[Collected data entries]
--------------------------------

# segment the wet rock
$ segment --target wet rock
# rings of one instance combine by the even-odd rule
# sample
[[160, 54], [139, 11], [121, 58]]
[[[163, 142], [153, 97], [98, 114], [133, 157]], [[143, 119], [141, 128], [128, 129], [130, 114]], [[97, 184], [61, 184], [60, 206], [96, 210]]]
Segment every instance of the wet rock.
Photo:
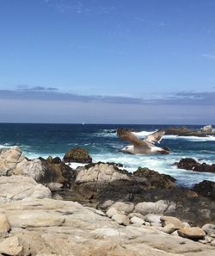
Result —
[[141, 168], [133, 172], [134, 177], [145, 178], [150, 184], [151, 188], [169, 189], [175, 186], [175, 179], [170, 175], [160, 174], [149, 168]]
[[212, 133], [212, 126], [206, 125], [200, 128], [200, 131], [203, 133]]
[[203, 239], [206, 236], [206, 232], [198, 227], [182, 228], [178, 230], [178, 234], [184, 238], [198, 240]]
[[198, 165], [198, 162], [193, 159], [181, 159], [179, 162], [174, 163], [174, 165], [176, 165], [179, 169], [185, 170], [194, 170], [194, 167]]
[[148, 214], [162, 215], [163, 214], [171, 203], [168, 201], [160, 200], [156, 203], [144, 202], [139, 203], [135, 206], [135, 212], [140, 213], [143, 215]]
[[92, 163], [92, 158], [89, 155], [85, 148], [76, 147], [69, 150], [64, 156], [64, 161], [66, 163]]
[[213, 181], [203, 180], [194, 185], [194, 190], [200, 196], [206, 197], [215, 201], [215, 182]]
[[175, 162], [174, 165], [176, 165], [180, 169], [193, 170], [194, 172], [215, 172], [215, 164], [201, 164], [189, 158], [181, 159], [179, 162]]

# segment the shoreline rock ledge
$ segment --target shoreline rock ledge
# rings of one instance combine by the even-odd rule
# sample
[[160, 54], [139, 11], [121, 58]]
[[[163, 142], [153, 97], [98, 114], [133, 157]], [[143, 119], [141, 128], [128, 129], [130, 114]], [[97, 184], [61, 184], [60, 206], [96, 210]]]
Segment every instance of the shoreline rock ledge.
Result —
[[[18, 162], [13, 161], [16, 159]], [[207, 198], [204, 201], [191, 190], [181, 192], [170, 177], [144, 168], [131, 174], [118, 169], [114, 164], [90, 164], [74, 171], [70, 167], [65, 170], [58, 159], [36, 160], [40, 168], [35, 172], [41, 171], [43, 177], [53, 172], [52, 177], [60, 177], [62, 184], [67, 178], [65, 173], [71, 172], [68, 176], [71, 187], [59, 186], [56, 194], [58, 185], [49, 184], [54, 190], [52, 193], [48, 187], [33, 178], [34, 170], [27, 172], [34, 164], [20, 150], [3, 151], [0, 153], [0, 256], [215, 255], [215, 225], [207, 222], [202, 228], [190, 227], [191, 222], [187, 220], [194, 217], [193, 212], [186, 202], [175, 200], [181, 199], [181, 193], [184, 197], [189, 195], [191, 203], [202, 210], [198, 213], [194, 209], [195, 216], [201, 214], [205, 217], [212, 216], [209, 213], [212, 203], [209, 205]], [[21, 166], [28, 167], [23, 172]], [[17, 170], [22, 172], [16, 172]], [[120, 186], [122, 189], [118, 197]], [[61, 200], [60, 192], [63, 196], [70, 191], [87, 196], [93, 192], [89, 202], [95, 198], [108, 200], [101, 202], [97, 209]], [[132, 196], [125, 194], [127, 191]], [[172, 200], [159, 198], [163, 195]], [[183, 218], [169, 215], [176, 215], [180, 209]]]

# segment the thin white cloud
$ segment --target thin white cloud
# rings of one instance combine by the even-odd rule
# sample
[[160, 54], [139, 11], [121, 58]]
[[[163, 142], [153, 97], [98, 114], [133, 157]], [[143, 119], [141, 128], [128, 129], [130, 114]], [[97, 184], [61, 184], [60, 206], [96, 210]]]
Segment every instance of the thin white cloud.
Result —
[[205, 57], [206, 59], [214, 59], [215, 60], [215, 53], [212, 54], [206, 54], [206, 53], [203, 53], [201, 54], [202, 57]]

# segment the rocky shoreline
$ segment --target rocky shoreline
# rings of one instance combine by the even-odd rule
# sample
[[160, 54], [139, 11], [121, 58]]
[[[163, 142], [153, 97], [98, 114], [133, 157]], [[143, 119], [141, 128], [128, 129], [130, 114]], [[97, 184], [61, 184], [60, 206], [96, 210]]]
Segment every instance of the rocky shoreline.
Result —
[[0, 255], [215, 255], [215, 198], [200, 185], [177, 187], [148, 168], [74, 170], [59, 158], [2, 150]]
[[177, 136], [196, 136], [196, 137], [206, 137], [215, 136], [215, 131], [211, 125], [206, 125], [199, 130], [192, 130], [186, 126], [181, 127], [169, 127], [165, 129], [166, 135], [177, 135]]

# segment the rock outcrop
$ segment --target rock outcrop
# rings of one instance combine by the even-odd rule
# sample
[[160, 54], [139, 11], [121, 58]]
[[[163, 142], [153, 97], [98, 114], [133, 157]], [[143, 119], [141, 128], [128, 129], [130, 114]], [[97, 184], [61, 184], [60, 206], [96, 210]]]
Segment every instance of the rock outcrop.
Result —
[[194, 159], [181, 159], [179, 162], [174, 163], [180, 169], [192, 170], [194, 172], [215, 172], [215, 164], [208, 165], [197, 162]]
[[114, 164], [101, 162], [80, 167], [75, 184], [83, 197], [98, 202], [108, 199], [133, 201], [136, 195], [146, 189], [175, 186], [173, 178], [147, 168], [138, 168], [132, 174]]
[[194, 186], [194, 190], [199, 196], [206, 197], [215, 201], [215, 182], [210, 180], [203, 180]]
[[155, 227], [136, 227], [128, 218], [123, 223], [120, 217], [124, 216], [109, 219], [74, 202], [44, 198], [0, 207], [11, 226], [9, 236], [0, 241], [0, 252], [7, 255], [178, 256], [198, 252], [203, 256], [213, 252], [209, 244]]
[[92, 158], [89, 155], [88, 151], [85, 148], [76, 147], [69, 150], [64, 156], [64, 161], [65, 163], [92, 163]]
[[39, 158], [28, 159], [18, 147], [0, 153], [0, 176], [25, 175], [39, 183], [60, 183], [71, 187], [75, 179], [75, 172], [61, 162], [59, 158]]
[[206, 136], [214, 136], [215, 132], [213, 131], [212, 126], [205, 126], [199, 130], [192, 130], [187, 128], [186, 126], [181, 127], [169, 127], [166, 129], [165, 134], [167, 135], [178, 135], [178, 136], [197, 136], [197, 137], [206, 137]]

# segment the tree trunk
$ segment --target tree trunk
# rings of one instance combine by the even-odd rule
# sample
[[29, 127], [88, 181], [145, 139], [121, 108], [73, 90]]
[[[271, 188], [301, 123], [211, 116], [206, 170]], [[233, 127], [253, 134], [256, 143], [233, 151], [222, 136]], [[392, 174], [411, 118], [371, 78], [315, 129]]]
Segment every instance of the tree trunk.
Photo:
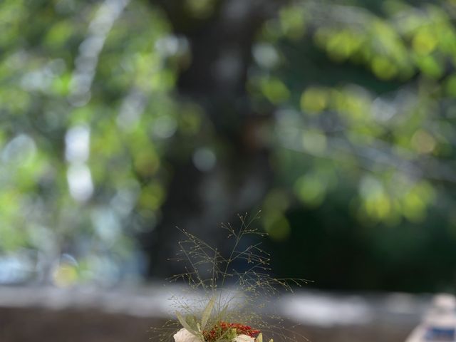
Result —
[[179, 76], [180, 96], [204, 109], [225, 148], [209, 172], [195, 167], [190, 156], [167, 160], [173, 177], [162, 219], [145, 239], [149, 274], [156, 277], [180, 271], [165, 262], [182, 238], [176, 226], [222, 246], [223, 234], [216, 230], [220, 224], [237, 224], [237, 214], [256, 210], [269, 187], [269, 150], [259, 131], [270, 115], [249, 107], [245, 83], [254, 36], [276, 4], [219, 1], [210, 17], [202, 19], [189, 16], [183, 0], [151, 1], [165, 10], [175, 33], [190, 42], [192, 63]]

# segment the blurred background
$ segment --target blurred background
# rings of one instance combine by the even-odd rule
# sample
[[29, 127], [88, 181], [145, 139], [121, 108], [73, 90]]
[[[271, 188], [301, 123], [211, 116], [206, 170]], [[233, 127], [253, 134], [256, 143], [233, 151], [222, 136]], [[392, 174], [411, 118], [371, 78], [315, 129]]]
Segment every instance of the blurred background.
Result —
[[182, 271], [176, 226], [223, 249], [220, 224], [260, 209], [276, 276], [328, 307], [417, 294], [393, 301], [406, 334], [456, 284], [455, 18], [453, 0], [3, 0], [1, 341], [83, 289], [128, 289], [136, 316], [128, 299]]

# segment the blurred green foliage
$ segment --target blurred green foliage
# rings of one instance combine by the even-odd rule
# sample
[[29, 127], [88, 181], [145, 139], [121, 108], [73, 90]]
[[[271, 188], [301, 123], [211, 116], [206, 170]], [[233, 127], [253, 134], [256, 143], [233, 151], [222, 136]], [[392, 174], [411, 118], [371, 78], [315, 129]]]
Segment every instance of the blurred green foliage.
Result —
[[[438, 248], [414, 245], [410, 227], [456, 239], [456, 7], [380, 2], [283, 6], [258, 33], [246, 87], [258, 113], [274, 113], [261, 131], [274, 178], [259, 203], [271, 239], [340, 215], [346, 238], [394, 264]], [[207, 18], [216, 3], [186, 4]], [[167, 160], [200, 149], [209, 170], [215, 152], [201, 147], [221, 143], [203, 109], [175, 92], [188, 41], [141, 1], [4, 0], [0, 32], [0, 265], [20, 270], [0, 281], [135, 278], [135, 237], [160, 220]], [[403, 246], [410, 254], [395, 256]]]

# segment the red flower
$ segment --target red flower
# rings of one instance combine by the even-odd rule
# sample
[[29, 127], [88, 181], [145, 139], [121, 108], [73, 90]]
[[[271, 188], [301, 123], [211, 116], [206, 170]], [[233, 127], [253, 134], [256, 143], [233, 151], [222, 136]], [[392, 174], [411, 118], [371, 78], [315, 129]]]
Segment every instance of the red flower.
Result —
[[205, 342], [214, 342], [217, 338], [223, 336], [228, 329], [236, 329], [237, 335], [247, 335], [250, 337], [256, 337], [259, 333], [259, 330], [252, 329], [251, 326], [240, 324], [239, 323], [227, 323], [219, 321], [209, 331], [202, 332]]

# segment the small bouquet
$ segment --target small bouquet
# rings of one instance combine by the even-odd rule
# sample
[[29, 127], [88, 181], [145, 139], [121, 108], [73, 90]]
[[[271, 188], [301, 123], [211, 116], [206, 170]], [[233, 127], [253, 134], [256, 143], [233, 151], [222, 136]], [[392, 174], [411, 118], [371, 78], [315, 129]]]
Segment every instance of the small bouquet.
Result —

--------------------------------

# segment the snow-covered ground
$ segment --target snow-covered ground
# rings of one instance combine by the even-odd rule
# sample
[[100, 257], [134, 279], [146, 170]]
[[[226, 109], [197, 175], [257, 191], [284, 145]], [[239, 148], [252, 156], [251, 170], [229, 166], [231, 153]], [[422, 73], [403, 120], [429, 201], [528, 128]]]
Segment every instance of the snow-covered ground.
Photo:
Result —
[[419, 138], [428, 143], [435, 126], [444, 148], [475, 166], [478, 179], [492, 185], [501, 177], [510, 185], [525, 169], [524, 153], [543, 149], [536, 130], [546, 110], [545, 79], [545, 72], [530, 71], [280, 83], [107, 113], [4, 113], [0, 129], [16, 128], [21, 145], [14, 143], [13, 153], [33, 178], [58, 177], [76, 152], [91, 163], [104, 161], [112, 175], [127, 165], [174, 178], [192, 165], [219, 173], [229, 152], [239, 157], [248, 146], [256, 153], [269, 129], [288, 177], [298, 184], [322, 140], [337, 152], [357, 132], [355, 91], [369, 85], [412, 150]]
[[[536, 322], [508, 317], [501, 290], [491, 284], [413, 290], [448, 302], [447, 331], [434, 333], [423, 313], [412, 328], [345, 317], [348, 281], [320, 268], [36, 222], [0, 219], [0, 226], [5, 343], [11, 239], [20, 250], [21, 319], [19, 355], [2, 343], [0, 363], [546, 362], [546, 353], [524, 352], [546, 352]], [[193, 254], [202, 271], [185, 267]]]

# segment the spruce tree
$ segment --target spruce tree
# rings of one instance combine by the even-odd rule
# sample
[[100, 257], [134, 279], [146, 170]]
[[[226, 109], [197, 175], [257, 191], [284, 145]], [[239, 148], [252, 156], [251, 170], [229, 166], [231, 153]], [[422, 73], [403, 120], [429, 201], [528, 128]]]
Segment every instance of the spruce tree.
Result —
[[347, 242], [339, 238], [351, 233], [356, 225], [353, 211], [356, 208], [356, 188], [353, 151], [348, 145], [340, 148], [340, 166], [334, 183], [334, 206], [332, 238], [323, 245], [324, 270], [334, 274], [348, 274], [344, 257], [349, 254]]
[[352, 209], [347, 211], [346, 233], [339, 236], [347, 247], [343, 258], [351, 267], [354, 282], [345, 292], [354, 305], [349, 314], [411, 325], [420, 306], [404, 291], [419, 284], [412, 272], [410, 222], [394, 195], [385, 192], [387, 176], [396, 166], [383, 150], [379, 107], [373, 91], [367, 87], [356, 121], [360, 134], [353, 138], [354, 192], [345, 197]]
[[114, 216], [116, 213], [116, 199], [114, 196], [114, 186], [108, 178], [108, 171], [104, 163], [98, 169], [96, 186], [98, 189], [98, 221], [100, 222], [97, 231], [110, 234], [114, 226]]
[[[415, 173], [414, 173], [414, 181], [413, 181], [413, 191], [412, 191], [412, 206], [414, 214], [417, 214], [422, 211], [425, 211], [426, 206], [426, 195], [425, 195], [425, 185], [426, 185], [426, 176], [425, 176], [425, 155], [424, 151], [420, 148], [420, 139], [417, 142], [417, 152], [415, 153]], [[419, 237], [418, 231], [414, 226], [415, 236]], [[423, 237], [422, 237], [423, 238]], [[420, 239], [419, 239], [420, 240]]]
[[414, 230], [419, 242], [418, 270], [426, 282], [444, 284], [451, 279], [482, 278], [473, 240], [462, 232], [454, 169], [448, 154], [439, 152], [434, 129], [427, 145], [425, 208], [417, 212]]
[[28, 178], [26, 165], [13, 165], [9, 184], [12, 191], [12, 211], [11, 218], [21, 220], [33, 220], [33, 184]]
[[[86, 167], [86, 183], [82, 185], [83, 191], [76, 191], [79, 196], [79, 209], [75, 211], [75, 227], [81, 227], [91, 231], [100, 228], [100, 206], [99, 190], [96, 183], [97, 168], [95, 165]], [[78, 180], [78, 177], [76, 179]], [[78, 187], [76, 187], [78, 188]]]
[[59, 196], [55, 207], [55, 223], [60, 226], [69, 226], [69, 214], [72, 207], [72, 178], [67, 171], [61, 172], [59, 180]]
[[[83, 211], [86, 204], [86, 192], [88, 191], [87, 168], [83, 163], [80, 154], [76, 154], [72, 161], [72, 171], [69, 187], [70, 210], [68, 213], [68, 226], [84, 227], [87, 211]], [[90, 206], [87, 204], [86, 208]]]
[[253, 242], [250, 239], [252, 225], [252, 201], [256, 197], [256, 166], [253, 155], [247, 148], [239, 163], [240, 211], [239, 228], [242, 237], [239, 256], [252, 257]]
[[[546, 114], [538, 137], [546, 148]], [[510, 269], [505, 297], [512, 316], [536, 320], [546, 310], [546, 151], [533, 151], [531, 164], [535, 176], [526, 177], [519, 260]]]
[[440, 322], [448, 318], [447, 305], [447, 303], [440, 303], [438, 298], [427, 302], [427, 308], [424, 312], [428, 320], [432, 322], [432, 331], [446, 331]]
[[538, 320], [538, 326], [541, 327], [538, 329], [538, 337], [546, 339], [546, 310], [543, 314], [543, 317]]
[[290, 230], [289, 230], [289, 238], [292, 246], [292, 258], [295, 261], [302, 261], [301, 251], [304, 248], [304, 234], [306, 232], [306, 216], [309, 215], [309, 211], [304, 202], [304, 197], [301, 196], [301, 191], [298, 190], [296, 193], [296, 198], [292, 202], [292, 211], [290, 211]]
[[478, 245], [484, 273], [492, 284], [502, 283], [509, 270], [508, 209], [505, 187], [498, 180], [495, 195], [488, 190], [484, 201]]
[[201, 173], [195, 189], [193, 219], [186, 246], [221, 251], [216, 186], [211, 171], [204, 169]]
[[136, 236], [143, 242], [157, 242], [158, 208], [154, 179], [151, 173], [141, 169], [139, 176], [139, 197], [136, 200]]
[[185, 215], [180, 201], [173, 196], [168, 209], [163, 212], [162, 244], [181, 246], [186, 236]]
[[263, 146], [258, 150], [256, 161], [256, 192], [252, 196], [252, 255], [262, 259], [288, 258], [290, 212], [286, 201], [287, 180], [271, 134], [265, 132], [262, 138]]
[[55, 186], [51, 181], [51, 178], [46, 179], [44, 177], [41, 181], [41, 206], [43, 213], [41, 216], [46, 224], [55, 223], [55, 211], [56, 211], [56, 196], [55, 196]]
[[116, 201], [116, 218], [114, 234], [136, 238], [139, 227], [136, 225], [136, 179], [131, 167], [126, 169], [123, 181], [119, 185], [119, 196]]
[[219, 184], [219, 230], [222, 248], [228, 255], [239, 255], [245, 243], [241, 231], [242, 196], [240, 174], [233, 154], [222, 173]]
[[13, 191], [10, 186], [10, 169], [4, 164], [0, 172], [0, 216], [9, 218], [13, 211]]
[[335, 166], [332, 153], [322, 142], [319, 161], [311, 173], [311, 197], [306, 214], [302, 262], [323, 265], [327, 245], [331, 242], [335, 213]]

--------------------------------

◆ **EXERCISE DIRECTIONS**: Write out the lines of the records from the line containing "# segment the wet rock" through the line containing "159], [179, 162]]", inclusive, without changing them. Leave the pictures out of your answer.

◆ **TASK SOLUTION**:
# segment the wet rock
$ segment --target wet rock
# rings of one instance combine by the even-odd rule
# sample
[[160, 54], [139, 11], [121, 58]]
[[[163, 142], [153, 97], [98, 114], [133, 157]], [[143, 119], [141, 128], [128, 129], [130, 114]], [[97, 184], [61, 184], [60, 206], [96, 210]]]
Segment every instance of the wet rock.
Photo:
Result —
[[141, 168], [133, 172], [134, 177], [145, 178], [150, 184], [151, 188], [169, 189], [175, 186], [175, 179], [170, 175], [160, 174], [149, 168]]
[[212, 133], [212, 126], [206, 125], [200, 128], [200, 131], [203, 133]]
[[203, 239], [206, 236], [206, 232], [198, 227], [182, 228], [178, 230], [178, 234], [184, 238], [198, 240]]
[[198, 165], [198, 162], [193, 159], [181, 159], [179, 162], [174, 163], [174, 165], [176, 165], [179, 169], [185, 170], [194, 170], [194, 167]]
[[148, 214], [162, 215], [163, 214], [171, 203], [168, 201], [160, 200], [156, 203], [144, 202], [139, 203], [135, 206], [135, 212], [140, 213], [143, 215]]
[[92, 163], [92, 158], [89, 155], [85, 148], [76, 147], [69, 150], [64, 156], [64, 161], [66, 163]]
[[213, 181], [203, 180], [194, 185], [194, 190], [200, 196], [206, 197], [215, 201], [215, 182]]
[[175, 162], [174, 165], [176, 165], [180, 169], [193, 170], [194, 172], [215, 172], [215, 164], [201, 164], [189, 158], [181, 159], [179, 162]]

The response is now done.